- Given exercise: Reproduce word for word the stretch of the column about The Moviegoer from "To search is" through "felt that way?".

- Source document:
COLUMN ONE

Mail call

Dear Fellow Fan,

It was wholly a pleasure to hear from another reader and re-reader of Walker Percy’s The Moviegoer. Someone once said there are three kinds of books: Those you buy but never finish, those you finish and never look at again, and those you finish but find yourself coming back to again and again.

The Moviegoer is that third kind of book. Maybe the book’s popularity was only a generational thing, but let’s hope not. May it stay fresh for succeeding generations, giving them that same sense of half-discovery, half-validation, on finding an author who seems to share what they’ve long felt but never had the words to say. To say it’s a book about New Orleans, or even about the anomie, the purposelessness and alienation of life in ever more mod America, this new Rome, scarcely describes it.

Indeed, what Walker Percy doesn’t say explicitly in The Moviegoer may be the source of its curious attraction, which keeps us coming back to it at long-spaced intervals as the years and the times and the world change, or only seem to.

It’s a book about what the author called the search. The search for what? To spell out what the search is about would defeat its purpose. We must all find our own clues in the search. Not to be in on the search is the worst kind of despair, the kind we don’t know we’re in. Ignorance isn’t bliss, it’s just ignorance, and maybe damnation. Meaningless damnation.

To search is to be alive, hurt as it may.

The way awareness does.

“For some time now the impression has been growing upon me that everyone is dead,” says the book’s narrator, Binx Bolling. “It happens when I speak to people. In the middle of a sentence it will come over me: Yes, beyond a doubt this is death. There is little to do but groan and make an excuse and slip away as quickly as one can.”

Haven’t you ever felt that way?

Maybe in the middle of an endless meeting about endless trivia, and all you want to do is slip away as quickly as you can. The feeling good ol’ Binx describes may be more common than we think, which should give us hope.

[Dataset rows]
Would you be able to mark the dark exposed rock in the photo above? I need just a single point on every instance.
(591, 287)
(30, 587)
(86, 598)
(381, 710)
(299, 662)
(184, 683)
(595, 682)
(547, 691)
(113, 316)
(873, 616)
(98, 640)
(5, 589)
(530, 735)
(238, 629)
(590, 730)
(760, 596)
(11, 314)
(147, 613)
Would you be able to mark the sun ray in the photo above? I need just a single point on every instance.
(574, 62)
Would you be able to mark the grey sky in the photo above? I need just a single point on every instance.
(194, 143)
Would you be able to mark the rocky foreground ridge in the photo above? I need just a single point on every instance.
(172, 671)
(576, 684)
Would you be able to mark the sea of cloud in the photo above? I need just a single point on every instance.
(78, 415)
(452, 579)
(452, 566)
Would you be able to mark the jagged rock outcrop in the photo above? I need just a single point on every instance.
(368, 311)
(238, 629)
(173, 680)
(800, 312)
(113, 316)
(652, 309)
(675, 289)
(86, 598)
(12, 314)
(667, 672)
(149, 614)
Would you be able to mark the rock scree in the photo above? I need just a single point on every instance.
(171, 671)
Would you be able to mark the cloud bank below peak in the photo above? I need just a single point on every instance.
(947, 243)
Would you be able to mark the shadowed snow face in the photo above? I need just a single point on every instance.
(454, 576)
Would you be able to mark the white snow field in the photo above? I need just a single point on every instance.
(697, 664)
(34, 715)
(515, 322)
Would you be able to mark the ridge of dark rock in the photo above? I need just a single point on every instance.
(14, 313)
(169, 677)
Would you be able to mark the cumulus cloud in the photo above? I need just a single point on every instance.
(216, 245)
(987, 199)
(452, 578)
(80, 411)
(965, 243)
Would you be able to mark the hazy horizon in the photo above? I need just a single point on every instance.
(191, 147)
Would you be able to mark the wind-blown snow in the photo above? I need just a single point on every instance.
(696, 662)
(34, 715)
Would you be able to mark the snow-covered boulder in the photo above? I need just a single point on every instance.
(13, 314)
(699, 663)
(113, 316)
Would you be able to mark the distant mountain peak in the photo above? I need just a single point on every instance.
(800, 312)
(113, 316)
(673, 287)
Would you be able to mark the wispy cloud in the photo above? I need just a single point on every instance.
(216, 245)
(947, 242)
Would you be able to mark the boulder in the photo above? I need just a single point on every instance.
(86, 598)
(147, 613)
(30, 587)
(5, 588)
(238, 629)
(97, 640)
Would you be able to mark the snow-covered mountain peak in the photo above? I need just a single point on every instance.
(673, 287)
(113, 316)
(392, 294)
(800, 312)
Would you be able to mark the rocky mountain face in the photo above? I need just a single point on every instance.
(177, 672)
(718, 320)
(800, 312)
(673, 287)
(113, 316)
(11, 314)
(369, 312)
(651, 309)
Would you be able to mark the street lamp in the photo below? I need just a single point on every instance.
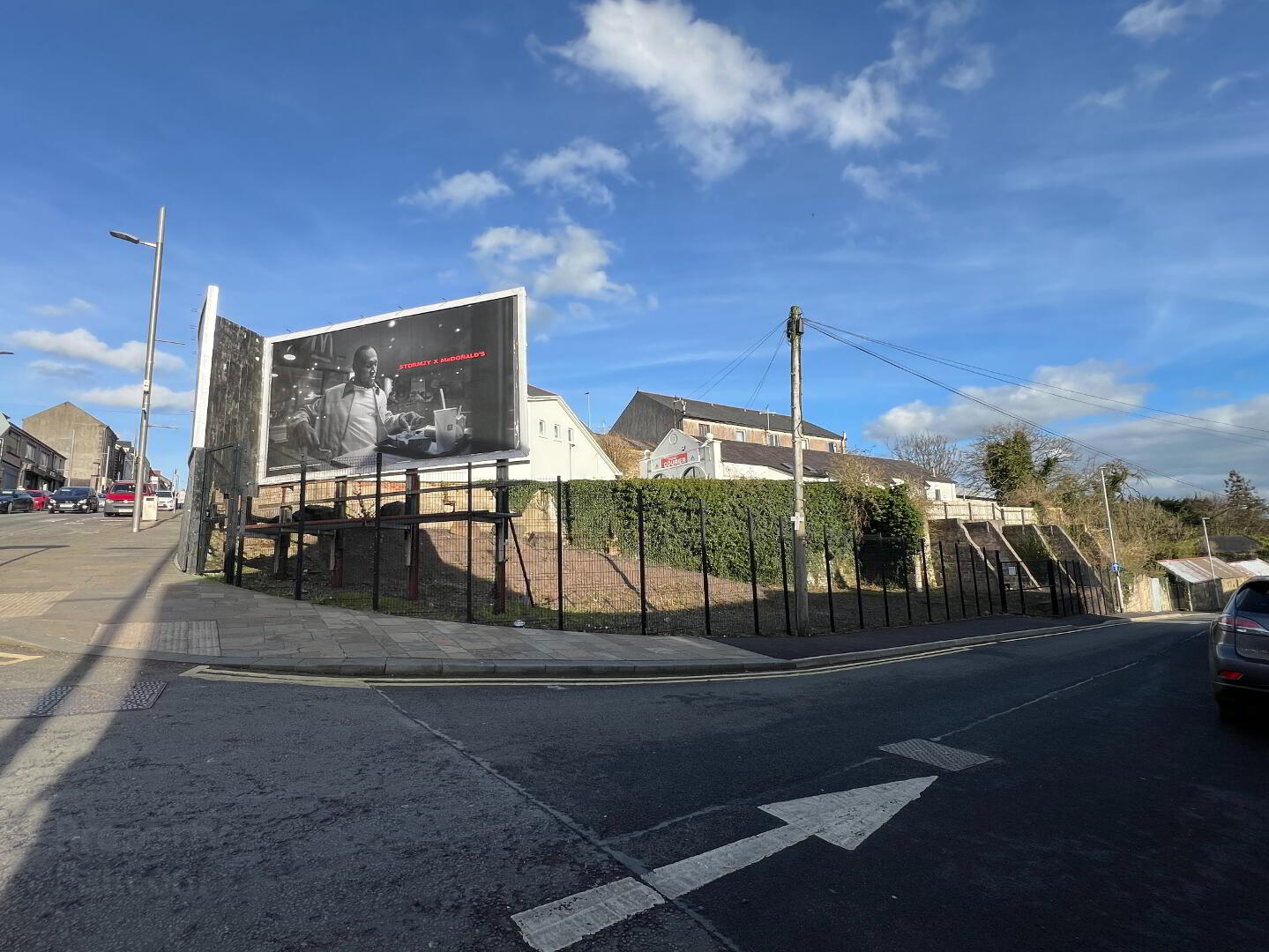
(142, 473)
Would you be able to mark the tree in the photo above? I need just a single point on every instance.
(1243, 511)
(1019, 465)
(934, 453)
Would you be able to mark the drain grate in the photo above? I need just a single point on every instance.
(78, 699)
(951, 758)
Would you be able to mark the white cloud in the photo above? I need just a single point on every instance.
(569, 261)
(714, 94)
(1150, 20)
(55, 368)
(81, 344)
(972, 72)
(1147, 80)
(75, 306)
(161, 398)
(961, 419)
(575, 170)
(1226, 81)
(882, 184)
(462, 190)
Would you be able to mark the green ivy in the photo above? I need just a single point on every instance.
(603, 517)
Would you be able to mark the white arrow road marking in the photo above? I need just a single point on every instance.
(844, 819)
(950, 758)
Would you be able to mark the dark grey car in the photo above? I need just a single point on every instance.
(1239, 647)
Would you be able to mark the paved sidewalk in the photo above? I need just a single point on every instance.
(89, 584)
(86, 584)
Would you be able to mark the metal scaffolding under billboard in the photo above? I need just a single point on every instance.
(427, 387)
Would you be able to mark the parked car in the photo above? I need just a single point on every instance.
(1239, 648)
(74, 498)
(121, 497)
(15, 501)
(40, 497)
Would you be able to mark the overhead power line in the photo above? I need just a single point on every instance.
(1014, 381)
(982, 402)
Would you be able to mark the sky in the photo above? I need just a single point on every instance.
(1069, 193)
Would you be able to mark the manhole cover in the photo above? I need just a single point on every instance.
(78, 699)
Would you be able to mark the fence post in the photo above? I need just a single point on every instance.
(885, 573)
(986, 581)
(785, 578)
(300, 534)
(642, 569)
(859, 579)
(753, 568)
(1052, 588)
(411, 507)
(827, 576)
(471, 530)
(907, 581)
(560, 553)
(1004, 588)
(378, 526)
(959, 579)
(947, 586)
(925, 581)
(705, 567)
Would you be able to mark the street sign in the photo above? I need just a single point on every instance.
(844, 819)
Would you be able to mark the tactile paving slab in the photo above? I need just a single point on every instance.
(950, 758)
(78, 699)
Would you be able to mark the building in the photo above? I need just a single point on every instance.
(682, 455)
(29, 463)
(90, 448)
(650, 416)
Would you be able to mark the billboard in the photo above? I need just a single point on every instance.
(427, 387)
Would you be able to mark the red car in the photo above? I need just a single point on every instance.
(40, 497)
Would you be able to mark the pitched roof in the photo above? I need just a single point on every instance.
(817, 463)
(739, 416)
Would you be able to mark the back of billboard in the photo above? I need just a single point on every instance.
(428, 387)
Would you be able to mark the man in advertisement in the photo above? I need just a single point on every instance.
(352, 417)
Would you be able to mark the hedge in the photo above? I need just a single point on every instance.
(603, 515)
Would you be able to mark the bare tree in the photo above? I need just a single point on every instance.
(934, 453)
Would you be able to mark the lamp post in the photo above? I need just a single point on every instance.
(142, 472)
(1211, 564)
(1115, 553)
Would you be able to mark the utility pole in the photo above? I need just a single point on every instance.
(794, 331)
(1115, 553)
(1211, 564)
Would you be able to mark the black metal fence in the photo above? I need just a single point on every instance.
(459, 552)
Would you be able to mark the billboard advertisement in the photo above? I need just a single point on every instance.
(427, 387)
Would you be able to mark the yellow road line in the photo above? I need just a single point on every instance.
(213, 673)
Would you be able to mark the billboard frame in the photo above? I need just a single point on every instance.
(522, 390)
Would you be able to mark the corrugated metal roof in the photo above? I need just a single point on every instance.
(1199, 569)
(1253, 567)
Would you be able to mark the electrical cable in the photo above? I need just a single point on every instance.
(1032, 424)
(1023, 382)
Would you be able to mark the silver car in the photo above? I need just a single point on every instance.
(1239, 648)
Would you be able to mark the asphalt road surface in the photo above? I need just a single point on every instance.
(1116, 812)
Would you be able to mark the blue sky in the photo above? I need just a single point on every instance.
(1072, 193)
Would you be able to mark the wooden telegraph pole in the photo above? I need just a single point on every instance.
(794, 331)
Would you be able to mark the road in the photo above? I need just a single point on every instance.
(1116, 813)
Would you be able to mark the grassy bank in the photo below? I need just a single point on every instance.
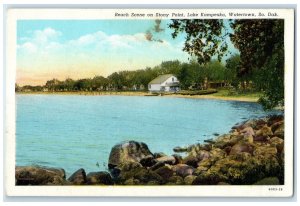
(222, 94)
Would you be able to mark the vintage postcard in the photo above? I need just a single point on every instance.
(149, 102)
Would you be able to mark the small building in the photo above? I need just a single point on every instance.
(164, 83)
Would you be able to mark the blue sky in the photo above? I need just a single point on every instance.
(76, 49)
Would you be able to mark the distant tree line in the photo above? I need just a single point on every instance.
(191, 75)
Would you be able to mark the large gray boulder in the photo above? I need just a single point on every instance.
(129, 151)
(36, 175)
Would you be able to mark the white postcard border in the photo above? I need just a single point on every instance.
(179, 191)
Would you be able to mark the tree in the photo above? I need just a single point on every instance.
(259, 41)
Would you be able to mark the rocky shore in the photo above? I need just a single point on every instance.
(251, 153)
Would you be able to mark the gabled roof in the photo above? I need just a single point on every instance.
(161, 78)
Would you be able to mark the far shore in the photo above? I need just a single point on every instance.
(143, 93)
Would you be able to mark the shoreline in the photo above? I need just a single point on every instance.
(124, 93)
(251, 153)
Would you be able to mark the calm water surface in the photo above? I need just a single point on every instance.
(75, 131)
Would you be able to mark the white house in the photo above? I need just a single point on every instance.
(164, 83)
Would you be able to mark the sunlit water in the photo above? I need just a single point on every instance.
(75, 131)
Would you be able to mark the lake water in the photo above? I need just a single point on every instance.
(75, 131)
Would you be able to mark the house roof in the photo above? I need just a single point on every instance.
(161, 78)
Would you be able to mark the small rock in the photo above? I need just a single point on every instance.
(158, 155)
(183, 170)
(217, 153)
(132, 181)
(188, 180)
(128, 151)
(265, 151)
(268, 181)
(260, 138)
(165, 172)
(78, 177)
(175, 180)
(278, 143)
(248, 131)
(211, 141)
(276, 125)
(191, 160)
(264, 131)
(145, 176)
(178, 159)
(99, 178)
(180, 149)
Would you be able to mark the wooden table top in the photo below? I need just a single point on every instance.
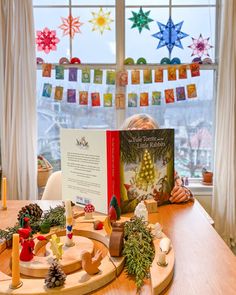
(204, 264)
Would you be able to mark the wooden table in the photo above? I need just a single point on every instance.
(204, 264)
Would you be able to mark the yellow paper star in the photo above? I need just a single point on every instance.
(101, 21)
(56, 246)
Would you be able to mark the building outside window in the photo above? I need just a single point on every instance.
(104, 34)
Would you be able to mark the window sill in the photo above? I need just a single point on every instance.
(199, 189)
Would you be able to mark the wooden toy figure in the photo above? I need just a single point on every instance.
(27, 244)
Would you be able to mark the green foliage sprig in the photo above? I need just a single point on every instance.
(138, 250)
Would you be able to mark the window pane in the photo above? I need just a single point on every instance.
(51, 18)
(94, 46)
(50, 2)
(193, 2)
(192, 120)
(54, 114)
(93, 2)
(147, 2)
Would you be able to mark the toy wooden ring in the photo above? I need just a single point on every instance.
(64, 60)
(39, 60)
(165, 61)
(75, 60)
(141, 61)
(129, 61)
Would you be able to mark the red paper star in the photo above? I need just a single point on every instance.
(70, 25)
(200, 46)
(46, 40)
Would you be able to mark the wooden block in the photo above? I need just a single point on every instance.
(151, 205)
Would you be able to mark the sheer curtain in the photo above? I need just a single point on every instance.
(18, 98)
(224, 201)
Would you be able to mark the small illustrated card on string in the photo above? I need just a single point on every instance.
(95, 98)
(169, 95)
(71, 95)
(156, 97)
(111, 78)
(195, 70)
(171, 73)
(107, 99)
(143, 99)
(58, 93)
(159, 75)
(46, 70)
(47, 90)
(98, 75)
(132, 100)
(85, 76)
(120, 101)
(73, 74)
(122, 78)
(59, 72)
(83, 98)
(147, 76)
(182, 72)
(135, 77)
(180, 93)
(192, 91)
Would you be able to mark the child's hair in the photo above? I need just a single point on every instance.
(139, 121)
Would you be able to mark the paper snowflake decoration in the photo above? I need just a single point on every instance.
(46, 40)
(70, 25)
(140, 20)
(101, 21)
(200, 46)
(170, 35)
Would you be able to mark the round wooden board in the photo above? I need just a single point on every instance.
(80, 282)
(70, 262)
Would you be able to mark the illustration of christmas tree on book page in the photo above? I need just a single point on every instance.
(146, 166)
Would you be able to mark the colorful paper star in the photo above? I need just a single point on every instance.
(140, 20)
(101, 21)
(170, 35)
(200, 46)
(46, 40)
(70, 25)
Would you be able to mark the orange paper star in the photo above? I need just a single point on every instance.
(70, 25)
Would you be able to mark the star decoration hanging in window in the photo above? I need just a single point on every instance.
(140, 20)
(101, 21)
(70, 25)
(170, 35)
(46, 40)
(200, 46)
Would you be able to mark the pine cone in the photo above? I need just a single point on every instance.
(56, 276)
(33, 210)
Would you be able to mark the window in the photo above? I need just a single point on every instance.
(103, 35)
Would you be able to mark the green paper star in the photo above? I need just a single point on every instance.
(140, 20)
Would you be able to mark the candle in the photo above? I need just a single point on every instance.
(4, 193)
(16, 283)
(69, 224)
(162, 259)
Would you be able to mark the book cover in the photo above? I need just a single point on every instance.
(146, 166)
(133, 165)
(90, 166)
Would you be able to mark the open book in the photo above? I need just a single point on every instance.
(133, 165)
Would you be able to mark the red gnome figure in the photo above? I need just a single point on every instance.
(27, 244)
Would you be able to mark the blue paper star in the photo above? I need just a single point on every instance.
(170, 35)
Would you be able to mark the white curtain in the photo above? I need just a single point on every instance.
(224, 200)
(18, 98)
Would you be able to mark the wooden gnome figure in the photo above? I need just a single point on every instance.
(27, 244)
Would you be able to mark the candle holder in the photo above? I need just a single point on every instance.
(17, 286)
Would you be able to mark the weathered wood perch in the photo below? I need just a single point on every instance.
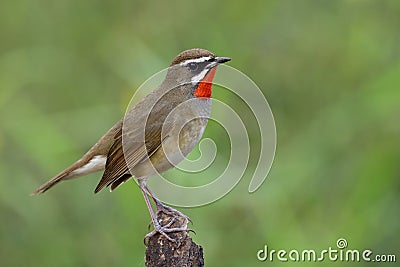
(162, 252)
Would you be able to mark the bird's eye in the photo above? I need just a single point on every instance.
(192, 66)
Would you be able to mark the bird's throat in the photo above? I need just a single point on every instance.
(204, 89)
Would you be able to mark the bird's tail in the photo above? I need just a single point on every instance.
(79, 168)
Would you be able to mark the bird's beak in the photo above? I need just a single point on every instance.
(220, 60)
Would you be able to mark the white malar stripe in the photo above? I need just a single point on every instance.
(199, 77)
(196, 60)
(97, 163)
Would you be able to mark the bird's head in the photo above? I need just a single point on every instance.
(196, 68)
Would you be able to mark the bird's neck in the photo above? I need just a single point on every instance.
(204, 88)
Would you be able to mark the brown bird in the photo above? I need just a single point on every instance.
(156, 134)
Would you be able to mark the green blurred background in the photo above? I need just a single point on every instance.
(329, 69)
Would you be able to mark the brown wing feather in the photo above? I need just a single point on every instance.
(117, 170)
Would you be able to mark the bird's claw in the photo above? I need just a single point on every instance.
(163, 230)
(173, 212)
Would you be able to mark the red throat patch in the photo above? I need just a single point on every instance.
(204, 89)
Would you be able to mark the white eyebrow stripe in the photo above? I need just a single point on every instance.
(196, 60)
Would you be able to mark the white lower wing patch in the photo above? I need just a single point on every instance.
(97, 163)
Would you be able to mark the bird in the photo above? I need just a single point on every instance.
(154, 135)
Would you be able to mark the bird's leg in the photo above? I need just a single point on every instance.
(166, 209)
(163, 230)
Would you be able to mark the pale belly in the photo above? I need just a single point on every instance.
(180, 142)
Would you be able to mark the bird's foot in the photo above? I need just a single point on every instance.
(164, 230)
(171, 211)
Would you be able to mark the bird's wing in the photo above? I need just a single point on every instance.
(129, 153)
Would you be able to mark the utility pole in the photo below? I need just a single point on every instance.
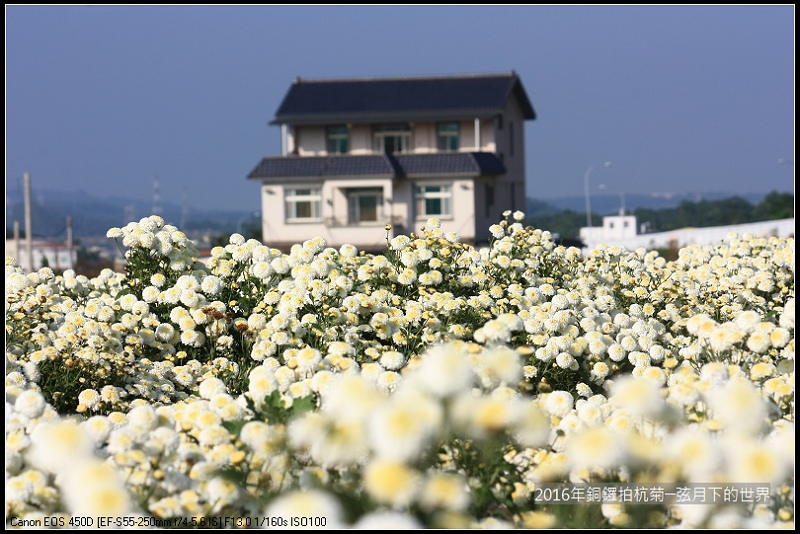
(156, 196)
(26, 180)
(69, 242)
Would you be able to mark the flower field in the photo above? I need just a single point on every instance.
(436, 385)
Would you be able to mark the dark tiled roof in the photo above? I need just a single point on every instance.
(472, 163)
(400, 99)
(299, 166)
(469, 163)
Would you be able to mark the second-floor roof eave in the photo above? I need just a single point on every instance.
(276, 168)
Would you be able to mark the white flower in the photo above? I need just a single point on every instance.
(559, 403)
(30, 403)
(211, 386)
(402, 426)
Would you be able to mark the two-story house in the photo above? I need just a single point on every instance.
(357, 154)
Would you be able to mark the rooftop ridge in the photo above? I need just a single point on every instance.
(406, 77)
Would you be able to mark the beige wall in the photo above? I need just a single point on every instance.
(311, 141)
(398, 210)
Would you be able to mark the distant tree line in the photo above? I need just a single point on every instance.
(704, 213)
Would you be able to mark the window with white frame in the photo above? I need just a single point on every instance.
(365, 205)
(447, 136)
(338, 139)
(303, 204)
(433, 200)
(391, 138)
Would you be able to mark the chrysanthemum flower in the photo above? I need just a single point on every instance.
(391, 482)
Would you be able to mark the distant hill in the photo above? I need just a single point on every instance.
(606, 204)
(92, 216)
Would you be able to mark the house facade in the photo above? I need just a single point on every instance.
(358, 154)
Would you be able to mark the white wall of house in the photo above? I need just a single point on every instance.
(398, 209)
(58, 256)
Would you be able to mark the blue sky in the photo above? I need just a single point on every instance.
(682, 99)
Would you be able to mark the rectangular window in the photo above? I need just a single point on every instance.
(433, 200)
(488, 199)
(365, 205)
(338, 139)
(391, 138)
(303, 205)
(447, 137)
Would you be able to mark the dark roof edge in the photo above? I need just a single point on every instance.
(409, 77)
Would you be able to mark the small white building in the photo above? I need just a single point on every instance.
(57, 256)
(621, 230)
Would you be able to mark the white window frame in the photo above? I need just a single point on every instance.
(334, 135)
(354, 215)
(297, 195)
(445, 133)
(445, 194)
(401, 133)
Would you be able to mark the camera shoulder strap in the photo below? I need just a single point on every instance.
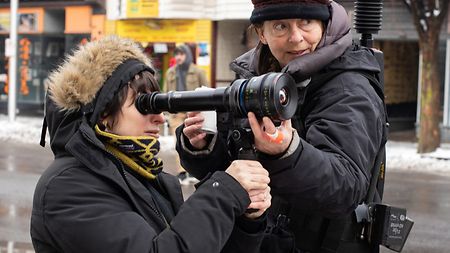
(336, 228)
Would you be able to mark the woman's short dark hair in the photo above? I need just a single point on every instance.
(144, 82)
(266, 62)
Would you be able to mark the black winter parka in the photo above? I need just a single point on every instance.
(86, 201)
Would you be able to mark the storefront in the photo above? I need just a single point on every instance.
(45, 35)
(159, 37)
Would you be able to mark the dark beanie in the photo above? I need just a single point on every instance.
(287, 9)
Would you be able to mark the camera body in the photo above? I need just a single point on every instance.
(384, 225)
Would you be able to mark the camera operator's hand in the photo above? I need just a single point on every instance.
(270, 139)
(261, 201)
(192, 130)
(255, 180)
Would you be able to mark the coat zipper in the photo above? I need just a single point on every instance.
(122, 171)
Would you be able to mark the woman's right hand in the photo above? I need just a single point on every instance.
(192, 130)
(255, 180)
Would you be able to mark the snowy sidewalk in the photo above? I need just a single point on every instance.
(400, 155)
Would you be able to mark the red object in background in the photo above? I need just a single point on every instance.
(172, 62)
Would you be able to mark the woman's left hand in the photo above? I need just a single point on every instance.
(260, 201)
(270, 139)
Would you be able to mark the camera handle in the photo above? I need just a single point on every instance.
(240, 138)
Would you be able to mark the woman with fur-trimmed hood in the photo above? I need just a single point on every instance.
(105, 190)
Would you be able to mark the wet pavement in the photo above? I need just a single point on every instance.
(425, 195)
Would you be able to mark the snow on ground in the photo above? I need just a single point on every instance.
(400, 155)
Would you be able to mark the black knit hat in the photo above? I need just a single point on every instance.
(286, 9)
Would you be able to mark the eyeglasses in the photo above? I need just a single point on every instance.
(280, 28)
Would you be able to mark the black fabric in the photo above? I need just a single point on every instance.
(290, 11)
(98, 206)
(120, 77)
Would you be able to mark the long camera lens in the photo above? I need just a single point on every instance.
(273, 95)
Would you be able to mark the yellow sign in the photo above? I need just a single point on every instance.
(142, 8)
(158, 30)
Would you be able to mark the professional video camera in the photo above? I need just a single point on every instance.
(273, 95)
(383, 224)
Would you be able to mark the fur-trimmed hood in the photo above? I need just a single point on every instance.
(77, 81)
(84, 84)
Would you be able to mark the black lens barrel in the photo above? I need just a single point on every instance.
(273, 95)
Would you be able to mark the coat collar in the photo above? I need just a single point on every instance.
(89, 150)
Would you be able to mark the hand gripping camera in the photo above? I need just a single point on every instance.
(273, 95)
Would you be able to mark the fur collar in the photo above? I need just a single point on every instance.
(77, 81)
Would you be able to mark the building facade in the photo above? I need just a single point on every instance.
(46, 31)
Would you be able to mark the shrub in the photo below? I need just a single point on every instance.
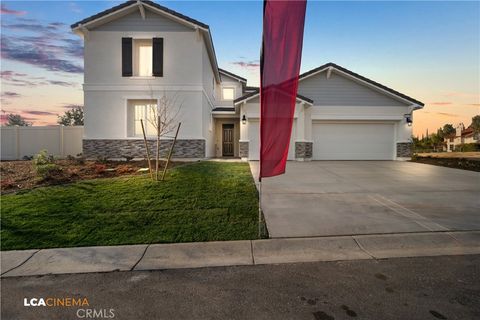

- Task output:
To search is to be alive, hurt as it may.

The way awareness does.

“For some time now the impression has been growing upon me that everyone is dead,” says the book’s narrator, Binx Bolling. “It happens when I speak to people. In the middle of a sentence it will come over me: Yes, beyond a doubt this is death. There is little to do but groan and make an excuse and slip away as quickly as one can.”

Haven’t you ever felt that way?